■ **Goal of the exercise**: Only the lines from the one containing "For every instance of the tree" through the end of the material are to be echoed, each exactly as it appears.

== Source material ==

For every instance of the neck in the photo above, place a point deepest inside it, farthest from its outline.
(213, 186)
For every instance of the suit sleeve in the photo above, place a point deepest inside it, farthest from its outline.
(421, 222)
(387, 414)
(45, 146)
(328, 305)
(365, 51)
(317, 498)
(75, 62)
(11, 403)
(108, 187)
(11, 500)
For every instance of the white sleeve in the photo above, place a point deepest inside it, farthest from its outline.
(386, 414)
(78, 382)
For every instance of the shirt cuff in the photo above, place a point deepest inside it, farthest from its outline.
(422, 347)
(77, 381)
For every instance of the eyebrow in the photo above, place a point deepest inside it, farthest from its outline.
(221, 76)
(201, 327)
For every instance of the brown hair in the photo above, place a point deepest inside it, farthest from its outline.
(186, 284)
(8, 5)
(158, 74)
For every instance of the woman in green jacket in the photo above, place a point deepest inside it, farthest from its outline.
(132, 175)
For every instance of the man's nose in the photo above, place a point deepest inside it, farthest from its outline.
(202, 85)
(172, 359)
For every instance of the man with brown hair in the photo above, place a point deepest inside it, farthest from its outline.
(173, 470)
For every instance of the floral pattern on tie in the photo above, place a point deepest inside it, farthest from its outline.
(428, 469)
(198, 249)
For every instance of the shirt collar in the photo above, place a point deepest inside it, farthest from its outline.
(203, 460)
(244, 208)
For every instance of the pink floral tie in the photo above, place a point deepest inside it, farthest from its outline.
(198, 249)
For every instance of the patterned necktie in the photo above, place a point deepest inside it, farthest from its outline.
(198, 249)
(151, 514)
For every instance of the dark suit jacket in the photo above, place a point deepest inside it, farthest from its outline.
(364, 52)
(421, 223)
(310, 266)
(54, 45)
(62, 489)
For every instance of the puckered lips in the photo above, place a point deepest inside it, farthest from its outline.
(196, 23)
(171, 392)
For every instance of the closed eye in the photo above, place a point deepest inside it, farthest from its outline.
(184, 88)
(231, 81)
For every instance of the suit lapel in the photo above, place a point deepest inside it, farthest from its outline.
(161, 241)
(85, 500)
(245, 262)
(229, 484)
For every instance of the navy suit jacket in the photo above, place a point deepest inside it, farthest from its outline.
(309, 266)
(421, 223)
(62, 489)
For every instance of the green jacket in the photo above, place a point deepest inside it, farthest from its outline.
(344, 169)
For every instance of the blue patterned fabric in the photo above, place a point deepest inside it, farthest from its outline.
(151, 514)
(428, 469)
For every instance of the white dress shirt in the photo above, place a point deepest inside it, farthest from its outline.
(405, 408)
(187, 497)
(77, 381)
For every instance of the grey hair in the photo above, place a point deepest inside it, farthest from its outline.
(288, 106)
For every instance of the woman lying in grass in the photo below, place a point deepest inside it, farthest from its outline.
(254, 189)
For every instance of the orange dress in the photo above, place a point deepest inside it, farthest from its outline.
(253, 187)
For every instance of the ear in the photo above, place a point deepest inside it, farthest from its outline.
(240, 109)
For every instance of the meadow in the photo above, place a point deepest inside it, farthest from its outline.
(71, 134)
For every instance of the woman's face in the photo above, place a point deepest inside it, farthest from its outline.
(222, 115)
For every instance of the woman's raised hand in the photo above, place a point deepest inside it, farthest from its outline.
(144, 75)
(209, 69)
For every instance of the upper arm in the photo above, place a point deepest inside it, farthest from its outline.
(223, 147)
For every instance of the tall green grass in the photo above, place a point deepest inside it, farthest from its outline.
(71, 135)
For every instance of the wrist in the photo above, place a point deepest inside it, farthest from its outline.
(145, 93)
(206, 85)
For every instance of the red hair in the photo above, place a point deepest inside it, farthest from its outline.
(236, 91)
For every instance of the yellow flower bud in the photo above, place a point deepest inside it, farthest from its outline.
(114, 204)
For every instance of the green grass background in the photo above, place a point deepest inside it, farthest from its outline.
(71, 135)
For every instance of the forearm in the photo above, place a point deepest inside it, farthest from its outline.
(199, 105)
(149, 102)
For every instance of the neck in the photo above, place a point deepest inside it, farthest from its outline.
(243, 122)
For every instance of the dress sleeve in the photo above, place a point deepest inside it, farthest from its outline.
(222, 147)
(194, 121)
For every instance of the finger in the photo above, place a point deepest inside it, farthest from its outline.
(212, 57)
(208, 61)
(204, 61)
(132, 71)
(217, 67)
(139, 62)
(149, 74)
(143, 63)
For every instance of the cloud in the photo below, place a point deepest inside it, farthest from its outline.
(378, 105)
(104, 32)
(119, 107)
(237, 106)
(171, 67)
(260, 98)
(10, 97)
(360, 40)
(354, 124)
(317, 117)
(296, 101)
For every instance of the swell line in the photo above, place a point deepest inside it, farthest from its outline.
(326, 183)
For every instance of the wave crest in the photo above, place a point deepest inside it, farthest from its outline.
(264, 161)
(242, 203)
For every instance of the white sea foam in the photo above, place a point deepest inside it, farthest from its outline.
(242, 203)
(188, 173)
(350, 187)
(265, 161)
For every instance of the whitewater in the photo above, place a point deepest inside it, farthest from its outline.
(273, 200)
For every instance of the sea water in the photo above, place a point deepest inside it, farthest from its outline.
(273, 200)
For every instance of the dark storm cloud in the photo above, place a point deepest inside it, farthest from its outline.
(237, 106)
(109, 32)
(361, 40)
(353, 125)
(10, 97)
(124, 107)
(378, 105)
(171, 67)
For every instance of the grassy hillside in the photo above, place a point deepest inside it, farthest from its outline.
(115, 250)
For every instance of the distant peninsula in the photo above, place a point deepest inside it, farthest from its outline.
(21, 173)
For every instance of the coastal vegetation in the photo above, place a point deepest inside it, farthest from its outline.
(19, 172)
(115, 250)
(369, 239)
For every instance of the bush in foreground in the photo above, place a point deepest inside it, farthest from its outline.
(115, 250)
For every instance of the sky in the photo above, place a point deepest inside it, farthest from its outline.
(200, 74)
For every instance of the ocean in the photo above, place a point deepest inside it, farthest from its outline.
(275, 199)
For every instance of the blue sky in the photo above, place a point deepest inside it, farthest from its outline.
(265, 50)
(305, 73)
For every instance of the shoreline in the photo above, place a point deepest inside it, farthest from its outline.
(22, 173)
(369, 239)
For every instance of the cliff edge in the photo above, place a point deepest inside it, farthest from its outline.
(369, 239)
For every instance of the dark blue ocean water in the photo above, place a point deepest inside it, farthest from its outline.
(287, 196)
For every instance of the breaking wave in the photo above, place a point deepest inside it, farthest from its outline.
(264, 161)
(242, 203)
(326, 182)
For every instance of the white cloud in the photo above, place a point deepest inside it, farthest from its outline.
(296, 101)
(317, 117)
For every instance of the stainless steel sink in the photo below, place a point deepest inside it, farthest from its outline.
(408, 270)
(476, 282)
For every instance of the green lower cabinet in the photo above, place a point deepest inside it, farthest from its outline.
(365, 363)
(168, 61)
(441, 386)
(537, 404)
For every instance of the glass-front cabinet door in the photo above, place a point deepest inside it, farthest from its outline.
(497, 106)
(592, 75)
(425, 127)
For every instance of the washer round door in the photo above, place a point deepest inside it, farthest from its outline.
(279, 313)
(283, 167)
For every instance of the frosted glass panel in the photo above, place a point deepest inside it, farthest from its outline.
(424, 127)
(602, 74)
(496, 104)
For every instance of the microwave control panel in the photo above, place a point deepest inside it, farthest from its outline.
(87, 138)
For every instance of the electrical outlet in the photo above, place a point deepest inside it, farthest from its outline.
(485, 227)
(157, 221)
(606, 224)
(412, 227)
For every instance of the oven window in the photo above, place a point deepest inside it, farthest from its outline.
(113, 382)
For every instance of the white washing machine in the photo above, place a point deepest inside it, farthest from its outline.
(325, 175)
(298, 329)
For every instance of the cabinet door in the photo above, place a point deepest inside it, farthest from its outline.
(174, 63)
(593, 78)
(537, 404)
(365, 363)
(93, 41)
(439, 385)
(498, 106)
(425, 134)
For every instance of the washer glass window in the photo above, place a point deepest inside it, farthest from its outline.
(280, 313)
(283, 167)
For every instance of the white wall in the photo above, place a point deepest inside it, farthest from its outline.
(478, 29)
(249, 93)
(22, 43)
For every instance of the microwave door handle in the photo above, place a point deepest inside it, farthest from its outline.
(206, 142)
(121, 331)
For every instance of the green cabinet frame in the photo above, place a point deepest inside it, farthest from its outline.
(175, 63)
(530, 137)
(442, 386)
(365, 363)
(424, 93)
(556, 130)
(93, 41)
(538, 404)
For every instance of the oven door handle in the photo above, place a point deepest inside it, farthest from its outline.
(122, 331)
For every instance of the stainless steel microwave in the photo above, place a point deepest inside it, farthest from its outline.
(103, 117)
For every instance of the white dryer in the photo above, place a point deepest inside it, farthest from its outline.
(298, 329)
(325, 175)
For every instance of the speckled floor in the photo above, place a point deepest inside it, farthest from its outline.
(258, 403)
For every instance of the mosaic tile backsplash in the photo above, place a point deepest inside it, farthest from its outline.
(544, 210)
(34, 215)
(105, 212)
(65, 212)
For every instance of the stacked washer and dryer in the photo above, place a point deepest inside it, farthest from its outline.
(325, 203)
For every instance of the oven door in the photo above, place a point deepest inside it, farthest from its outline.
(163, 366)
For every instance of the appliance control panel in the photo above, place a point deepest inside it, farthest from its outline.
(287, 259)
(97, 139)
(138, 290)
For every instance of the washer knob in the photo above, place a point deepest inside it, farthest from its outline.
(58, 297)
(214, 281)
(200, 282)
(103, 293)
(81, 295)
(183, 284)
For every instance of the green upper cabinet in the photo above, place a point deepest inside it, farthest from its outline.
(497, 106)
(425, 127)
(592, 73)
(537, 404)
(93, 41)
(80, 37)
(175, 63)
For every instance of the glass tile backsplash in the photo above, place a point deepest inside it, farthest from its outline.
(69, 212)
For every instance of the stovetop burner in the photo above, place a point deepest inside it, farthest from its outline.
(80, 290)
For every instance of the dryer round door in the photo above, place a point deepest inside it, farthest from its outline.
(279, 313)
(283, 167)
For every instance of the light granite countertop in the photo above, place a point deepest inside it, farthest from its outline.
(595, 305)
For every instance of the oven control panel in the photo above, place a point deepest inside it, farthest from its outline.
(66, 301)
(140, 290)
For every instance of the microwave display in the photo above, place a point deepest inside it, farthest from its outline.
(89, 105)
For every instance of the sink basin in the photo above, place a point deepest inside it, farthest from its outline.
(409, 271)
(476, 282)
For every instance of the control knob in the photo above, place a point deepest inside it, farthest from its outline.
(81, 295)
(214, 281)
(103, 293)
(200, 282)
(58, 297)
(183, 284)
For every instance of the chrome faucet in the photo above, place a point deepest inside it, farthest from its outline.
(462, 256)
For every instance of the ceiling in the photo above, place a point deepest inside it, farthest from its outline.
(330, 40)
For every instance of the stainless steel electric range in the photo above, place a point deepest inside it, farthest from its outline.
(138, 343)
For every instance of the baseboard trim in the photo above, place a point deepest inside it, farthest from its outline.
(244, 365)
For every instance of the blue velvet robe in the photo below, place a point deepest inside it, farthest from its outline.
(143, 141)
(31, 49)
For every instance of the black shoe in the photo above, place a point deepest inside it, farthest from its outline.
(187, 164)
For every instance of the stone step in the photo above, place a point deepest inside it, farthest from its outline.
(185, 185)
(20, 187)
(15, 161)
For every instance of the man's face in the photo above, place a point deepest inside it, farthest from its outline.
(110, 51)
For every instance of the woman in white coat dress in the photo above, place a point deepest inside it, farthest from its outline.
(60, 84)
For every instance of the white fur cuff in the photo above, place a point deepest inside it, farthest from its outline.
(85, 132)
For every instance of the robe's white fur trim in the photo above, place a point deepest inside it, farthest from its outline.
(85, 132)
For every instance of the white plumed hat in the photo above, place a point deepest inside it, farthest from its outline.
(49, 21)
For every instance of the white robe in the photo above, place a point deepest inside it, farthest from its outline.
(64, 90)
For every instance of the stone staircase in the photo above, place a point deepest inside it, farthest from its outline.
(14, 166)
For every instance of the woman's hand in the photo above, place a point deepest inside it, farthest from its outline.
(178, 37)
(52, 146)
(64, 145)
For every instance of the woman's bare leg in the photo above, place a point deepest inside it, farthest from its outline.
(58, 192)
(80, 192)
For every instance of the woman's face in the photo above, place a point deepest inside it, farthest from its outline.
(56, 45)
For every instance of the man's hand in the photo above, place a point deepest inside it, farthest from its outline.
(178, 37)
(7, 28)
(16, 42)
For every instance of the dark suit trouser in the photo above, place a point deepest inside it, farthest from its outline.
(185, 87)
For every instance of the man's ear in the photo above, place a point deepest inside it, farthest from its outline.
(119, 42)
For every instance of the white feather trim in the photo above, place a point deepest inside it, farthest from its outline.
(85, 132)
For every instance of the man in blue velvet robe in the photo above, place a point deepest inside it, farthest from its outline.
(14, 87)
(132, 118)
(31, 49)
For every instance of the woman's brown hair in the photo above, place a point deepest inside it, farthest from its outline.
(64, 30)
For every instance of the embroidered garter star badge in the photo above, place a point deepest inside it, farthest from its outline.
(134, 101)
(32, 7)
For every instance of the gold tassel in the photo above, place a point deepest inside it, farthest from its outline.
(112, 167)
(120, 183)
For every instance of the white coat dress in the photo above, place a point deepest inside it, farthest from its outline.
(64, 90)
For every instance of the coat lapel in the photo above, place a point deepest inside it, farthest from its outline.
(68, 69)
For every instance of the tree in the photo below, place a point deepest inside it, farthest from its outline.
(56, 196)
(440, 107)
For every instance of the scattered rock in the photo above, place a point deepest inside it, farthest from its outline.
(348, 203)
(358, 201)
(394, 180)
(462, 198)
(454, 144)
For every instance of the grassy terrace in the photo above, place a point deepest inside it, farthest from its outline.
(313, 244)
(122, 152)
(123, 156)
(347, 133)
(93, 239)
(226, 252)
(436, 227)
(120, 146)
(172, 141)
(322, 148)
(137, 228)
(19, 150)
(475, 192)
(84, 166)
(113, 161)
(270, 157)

===

■ **Right answer**:
For every instance of the tree in the photo below, place a point deepest inside it, farthest from its outline.
(56, 196)
(440, 107)
For every instance of the scattered rock in the photo above, place a point deepest inside it, farthest from its outline.
(348, 203)
(358, 201)
(394, 180)
(462, 198)
(454, 144)
For every instance of the grassy terrace in the photo above, place a point deepest inside it, farthest from its outline.
(313, 244)
(122, 152)
(123, 156)
(347, 133)
(93, 239)
(226, 252)
(436, 227)
(120, 146)
(172, 141)
(322, 148)
(137, 228)
(19, 150)
(475, 192)
(84, 166)
(113, 161)
(270, 157)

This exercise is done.